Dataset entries
--------------------------------
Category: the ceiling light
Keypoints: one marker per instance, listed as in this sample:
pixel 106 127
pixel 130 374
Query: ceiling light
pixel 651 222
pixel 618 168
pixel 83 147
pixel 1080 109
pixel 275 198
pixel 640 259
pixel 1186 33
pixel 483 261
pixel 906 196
--------------------------------
◆ **Task prompt**
Every entry shown above is to be written out exactly.

◆ **Written answer**
Category: the ceiling light
Keypoints: one marker per instance, listed as in this sample:
pixel 106 127
pixel 130 374
Query: ceiling light
pixel 651 222
pixel 618 168
pixel 83 147
pixel 1080 109
pixel 275 198
pixel 640 259
pixel 1186 33
pixel 483 261
pixel 906 196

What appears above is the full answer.